(Natural language region descriptions)
___
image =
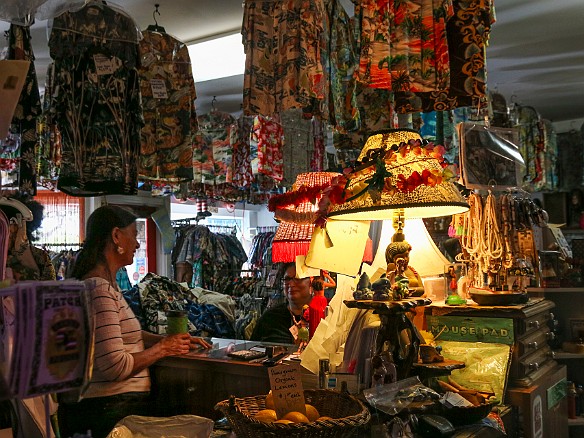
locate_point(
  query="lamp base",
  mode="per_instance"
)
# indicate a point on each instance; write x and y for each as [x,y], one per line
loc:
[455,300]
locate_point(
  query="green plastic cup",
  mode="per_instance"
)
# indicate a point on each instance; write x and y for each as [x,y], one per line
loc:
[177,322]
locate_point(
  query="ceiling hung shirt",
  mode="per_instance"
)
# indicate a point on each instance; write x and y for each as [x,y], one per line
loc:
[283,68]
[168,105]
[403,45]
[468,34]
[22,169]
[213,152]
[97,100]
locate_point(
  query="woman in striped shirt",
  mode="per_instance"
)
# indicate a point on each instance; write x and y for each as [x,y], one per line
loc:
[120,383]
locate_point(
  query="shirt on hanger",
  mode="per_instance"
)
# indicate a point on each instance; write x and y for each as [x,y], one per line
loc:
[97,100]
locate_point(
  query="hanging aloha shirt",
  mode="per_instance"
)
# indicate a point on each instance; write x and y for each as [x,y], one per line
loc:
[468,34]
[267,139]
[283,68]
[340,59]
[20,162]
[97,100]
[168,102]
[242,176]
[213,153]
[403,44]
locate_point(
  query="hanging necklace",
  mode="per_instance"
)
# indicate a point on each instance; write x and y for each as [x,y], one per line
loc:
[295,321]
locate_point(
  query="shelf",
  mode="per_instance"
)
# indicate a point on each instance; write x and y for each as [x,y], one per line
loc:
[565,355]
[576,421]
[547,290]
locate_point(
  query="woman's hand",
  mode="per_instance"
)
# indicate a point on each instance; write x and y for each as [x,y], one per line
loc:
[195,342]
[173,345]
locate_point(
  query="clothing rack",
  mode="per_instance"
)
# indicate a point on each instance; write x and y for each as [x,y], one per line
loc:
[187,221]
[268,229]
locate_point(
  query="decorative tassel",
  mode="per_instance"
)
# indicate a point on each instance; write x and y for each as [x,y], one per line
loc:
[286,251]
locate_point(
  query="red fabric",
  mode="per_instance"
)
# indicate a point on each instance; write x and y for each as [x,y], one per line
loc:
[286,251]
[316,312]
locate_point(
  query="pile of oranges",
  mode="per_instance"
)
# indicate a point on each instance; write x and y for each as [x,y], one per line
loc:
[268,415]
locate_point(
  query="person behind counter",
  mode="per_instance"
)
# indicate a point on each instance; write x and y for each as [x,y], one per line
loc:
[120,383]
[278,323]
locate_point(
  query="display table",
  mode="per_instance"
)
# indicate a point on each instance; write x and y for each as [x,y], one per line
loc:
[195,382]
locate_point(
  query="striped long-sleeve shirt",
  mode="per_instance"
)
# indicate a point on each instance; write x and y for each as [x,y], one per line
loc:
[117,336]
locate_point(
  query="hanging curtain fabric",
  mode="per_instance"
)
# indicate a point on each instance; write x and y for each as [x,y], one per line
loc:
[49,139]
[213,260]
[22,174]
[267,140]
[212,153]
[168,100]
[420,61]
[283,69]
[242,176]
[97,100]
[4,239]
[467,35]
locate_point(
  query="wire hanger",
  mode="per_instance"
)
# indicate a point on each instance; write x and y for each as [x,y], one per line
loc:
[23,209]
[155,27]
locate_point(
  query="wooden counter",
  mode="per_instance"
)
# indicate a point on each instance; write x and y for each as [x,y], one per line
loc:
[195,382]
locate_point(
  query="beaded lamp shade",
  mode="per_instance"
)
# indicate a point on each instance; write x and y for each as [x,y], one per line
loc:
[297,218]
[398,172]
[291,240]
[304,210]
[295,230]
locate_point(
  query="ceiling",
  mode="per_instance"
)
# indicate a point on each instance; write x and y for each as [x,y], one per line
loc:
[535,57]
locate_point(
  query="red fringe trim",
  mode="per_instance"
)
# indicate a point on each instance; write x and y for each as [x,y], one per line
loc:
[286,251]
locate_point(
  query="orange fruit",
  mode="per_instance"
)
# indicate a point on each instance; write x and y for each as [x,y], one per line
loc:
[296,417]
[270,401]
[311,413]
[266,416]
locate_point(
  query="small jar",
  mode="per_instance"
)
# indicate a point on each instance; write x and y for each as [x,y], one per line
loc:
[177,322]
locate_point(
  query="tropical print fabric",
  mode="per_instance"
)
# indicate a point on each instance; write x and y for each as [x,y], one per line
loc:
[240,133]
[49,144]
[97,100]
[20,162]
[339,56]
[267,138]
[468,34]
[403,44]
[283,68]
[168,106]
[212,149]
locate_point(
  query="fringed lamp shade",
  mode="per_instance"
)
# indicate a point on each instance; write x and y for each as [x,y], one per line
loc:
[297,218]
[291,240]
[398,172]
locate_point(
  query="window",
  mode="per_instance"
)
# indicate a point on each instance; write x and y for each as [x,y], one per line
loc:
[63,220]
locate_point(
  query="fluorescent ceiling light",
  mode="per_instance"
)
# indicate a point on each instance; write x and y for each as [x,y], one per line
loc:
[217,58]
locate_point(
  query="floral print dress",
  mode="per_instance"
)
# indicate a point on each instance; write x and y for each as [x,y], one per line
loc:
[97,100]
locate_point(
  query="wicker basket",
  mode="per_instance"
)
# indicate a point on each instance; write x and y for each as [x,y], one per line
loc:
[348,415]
___
◆ **Work order**: Return all lines from the entries that contain the string "shirt".

◆ **Reply**:
  query="ceiling hung shirt",
  query="woman in striped shirt",
  query="shirt on hanger",
  query="hanging aloha shirt",
  query="striped long-sleeve shirt",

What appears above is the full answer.